■ **Exercise**: Print back each record unchanged, without pictures.

(Region pointing data)

___

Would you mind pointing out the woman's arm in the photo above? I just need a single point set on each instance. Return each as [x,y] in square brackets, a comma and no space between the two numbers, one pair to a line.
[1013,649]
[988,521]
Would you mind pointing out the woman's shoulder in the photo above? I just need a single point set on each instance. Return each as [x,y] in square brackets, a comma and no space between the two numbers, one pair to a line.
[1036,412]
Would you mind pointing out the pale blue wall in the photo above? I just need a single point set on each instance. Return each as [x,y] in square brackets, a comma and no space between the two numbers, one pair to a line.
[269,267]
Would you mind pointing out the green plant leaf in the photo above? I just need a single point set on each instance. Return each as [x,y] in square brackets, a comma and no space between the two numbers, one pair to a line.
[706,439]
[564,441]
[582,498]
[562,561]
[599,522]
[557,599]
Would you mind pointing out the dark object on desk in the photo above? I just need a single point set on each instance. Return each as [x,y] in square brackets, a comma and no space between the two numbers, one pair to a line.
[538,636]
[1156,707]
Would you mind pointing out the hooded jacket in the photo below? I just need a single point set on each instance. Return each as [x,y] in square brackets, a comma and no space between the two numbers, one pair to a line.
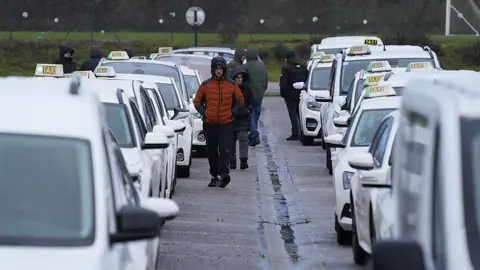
[258,74]
[293,71]
[237,60]
[69,66]
[215,97]
[241,112]
[92,62]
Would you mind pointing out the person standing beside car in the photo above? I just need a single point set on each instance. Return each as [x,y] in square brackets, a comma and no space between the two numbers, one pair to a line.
[293,71]
[258,83]
[214,101]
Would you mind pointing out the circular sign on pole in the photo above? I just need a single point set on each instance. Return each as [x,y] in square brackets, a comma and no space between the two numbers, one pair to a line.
[195,16]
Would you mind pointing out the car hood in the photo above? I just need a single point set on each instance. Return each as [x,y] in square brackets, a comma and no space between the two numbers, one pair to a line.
[133,158]
[28,258]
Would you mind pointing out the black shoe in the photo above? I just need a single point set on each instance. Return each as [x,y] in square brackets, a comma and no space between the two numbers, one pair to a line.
[224,180]
[214,182]
[293,138]
[243,164]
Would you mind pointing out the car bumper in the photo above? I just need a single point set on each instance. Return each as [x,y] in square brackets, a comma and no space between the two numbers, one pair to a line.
[310,122]
[198,136]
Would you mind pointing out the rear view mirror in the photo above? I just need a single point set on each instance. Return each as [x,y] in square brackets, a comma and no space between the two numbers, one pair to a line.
[398,255]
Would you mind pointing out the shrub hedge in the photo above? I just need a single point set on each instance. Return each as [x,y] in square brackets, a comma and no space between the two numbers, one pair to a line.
[20,57]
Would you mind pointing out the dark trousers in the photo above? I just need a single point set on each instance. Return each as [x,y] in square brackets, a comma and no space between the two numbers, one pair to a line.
[219,141]
[294,114]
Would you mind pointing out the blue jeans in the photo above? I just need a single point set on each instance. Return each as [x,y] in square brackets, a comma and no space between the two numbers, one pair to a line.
[257,110]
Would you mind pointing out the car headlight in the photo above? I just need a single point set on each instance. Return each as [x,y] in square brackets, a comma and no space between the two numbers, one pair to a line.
[312,104]
[347,176]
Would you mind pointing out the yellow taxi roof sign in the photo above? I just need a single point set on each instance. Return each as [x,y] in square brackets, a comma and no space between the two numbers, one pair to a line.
[165,50]
[379,66]
[379,91]
[105,71]
[49,70]
[316,55]
[419,66]
[118,55]
[359,50]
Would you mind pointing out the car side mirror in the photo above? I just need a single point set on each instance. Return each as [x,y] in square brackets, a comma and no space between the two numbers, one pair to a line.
[335,141]
[398,255]
[135,223]
[154,140]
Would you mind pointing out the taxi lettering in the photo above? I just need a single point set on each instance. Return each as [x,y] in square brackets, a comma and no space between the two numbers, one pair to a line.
[51,70]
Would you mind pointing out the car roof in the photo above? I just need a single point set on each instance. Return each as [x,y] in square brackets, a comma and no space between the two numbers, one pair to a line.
[49,108]
[390,55]
[381,103]
[187,71]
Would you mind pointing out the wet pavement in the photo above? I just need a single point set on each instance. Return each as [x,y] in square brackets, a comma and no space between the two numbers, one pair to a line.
[278,214]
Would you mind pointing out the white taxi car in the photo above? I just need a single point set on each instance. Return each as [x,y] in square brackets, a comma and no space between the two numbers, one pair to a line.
[371,167]
[378,102]
[435,172]
[77,212]
[122,64]
[170,94]
[309,107]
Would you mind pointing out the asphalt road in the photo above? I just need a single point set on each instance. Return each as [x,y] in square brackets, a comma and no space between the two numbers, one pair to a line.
[278,214]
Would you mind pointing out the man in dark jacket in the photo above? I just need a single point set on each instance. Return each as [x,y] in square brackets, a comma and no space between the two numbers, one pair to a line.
[92,62]
[241,120]
[214,101]
[65,58]
[237,61]
[258,83]
[293,71]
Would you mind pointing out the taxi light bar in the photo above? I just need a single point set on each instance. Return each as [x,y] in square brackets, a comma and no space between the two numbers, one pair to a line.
[379,66]
[316,55]
[359,50]
[118,55]
[379,91]
[104,71]
[372,80]
[419,66]
[49,70]
[165,50]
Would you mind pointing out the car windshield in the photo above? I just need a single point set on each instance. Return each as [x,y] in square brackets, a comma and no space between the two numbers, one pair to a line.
[470,158]
[320,78]
[192,84]
[46,194]
[169,95]
[144,68]
[119,123]
[349,68]
[367,125]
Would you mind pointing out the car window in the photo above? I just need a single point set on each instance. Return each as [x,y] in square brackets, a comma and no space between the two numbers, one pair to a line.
[192,84]
[169,95]
[367,125]
[47,191]
[120,124]
[139,121]
[320,77]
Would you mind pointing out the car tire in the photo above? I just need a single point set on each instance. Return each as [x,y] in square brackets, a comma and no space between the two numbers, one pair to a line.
[359,255]
[343,237]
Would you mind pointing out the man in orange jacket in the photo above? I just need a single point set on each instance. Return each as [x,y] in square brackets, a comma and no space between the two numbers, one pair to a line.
[214,100]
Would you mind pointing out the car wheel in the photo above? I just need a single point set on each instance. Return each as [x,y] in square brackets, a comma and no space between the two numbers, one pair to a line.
[359,255]
[343,237]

___

■ **Answer box**:
Would you mind pointing out the woman's arm in the photo above? I just need a single point set on each instance. Return each as [x,y] in square brackets, a comma and no space between the two numbers, one pair to a line.
[1013,649]
[988,521]
Would you mind pointing out the woman's shoulder in the photo above? I just need a single point set on each instance. Return each as [x,y] in square brackets, a comma and no space between the two numbers, one pair to a line.
[1036,412]
Would you mind pointing out the pale blue wall in the photo above? I just need a single point set on each instance. Return each as [x,y] in square brackets, a comma and no space between the two numbers, one pair to a line.
[269,267]
Would you mind pointing out the green plant leaf in the photo above? I just need a single point set on each instance. Return each as [x,y] in square brackets, a comma and no space between the two numbers, one pair to a line.
[706,439]
[564,441]
[582,498]
[562,561]
[599,522]
[557,599]
Would you mind pointing out the dark object on desk in the photo above? I just need a single point set on each instance. Return each as [x,y] in square brackets, a comma and no space between the two numbers, one pair to a line.
[538,636]
[1156,707]
Would you mind pointing out the hooded jacket in the photo below? I just need a single point set on each instance. Return each as [x,y] in square brackets, a comma and no space between the two numbers, one pair to a line.
[258,74]
[293,71]
[237,60]
[69,66]
[215,97]
[241,112]
[92,62]
Would you mind pointing out the person standing beside car in the photo above? I just need a single point set on each instance. Return each as [x,y] in square brackets, a comma and no space between the two numbers, one pair to a line.
[293,71]
[258,83]
[214,101]
Would you mind pointing out the circular sign on pole in the photo above? I just need a single point set on each instance. Return each as [x,y] in square brackets, a comma and no space between the two numbers, one pair to a line.
[195,16]
Would you mind pointing out the car hood in the photo above? I just need a single point set on each instance. Return each as [x,y] in square brackets, a comma and no space between the two numbers, one pair to a line.
[133,158]
[28,258]
Would you mind pointing out the black shoe in the photo above? I just need a single point set on each instance. Return each as [x,y] in square brackets, a comma and no space between the two numbers, one pair to a line.
[224,180]
[214,182]
[293,138]
[243,164]
Would you mind pointing out the car bumper in the photo above? I just need a single point set on each instance. Return each as [x,y] in square brackets, a comma and no space between the two numbers, one pair to a line.
[310,122]
[198,136]
Would you mind pointing out the rear view mirror in the photo above? I just need a single point set on each instance. Return each as [x,y] in square brackets, a comma and no space between the two numbers, one pair to a line.
[398,255]
Would you mind pointing out the shrub hedge in the photo above? I just need a single point set on each instance. Return each as [x,y] in square brackets, a comma and no space between the two numbers, one pair to a line.
[20,57]
Would you mind pointing out the dark trousers in the photo above? I just need a single point set on each instance. Return each as [x,y] in square brackets, a comma and no space between the two numbers, one pair to a line.
[219,141]
[294,114]
Would you mind pointing out the blue jeans in the photo above? I just need a single point set on each instance. Return each as [x,y] in square brackets, a comma and no space between the two numbers, one pair to a line.
[257,110]
Would you mind pointing out the car headlight in the photo above? I just need a single point set on each instance. Return each as [x,y] in square brackets, a comma and no space between the two numbers, one pair to a line.
[312,104]
[347,176]
Would you mind pointing out the yellow taxi roof sign in the photo above? I just need a single point set on each instance. Return each as [x,y] in square brackets, a comma and no space between the two numbers, one pair to a line.
[165,50]
[379,66]
[379,91]
[105,71]
[49,70]
[316,55]
[419,66]
[118,55]
[359,50]
Would you mind pointing out the car side mirror in the photo above? I just need a single point set on each instance. Return each as [x,y] in square brackets, a comma and no space between the two numbers, one pair to a line.
[335,141]
[398,255]
[135,223]
[154,140]
Would you mind pointing out the taxi lettering in the photo above? I just need a single point set on each instance. Return each as [x,y] in square brackets, a comma and no space between the two numbers, one pair to a line.
[51,70]
Would you mind pointing out the car roof in the photo above? I just need a single point set on each instance. Return each as [x,y] in square brackets, a comma and no space between the two numbers, one pair to a line.
[49,108]
[390,55]
[381,103]
[187,71]
Would you mind pointing out the wet pavement in the photo above? I just need a single point set on each instance. Return each as [x,y] in square brackets, a comma and no space between the two numbers, one pair to a line.
[278,214]
Would you mind pointing out the white taxi car in the photo above? I just need a single point set on each instance. Return each as [x,y] in square brackets, a comma and no space between the two numbers, one pair to a line.
[371,167]
[378,102]
[435,172]
[77,212]
[122,64]
[170,94]
[309,107]
Would you mind pointing out the asphalt road in the photo above? I just need a single point set on each instance. Return each as [x,y] in square brackets, a comma and no space between the two numbers, one pair to a line.
[278,214]
Would you mind pointing out the man in dark jacket in the photo above? I just need a single point set on each instance. Return each as [x,y] in square brackets, a comma and no space between the two numbers, one pair to a line.
[92,62]
[241,120]
[214,101]
[65,58]
[237,61]
[258,83]
[293,71]
Would you mind pointing out the taxi light bar in the photo above? I just need a single point set on each instance. Return each as [x,y] in square brackets, a comma and no space between the two numbers, one pair to a line.
[379,66]
[316,55]
[359,50]
[118,55]
[379,91]
[104,71]
[372,80]
[419,66]
[49,70]
[165,50]
Would you mind pointing out the car windshield in the photo above? I just need a single point set on each instance. Return each as [x,y] in square brackets, a comma and no space between the two numbers, one pair to a line.
[470,158]
[320,78]
[192,84]
[46,194]
[169,95]
[144,68]
[119,123]
[349,68]
[367,125]
Would you mind pointing out the car window in the photo above? I just need a single point set on each instance. Return each as [x,y] in square brackets, a comma and no space between the two numbers, one pair to a line.
[192,84]
[169,95]
[367,125]
[47,191]
[120,124]
[139,121]
[320,77]
Would you mind pointing out the car tire in the photo above? I just need a single point set on each instance. Return each as [x,y] in square brackets, a comma and no space between the two numbers, one pair to a line.
[359,255]
[343,237]
Would you mind pointing out the man in orange jacket in the photo above? I just need a single point set on each instance. Return each as [x,y] in square brackets, a comma and no space between the two numbers, one pair to a line.
[214,100]
Would you mind pointing out the car wheel in the photo above? I just need a single point set on each instance. Return each as [x,y] in square brackets, a comma and no space between the two numbers, one pair to a line.
[359,255]
[343,237]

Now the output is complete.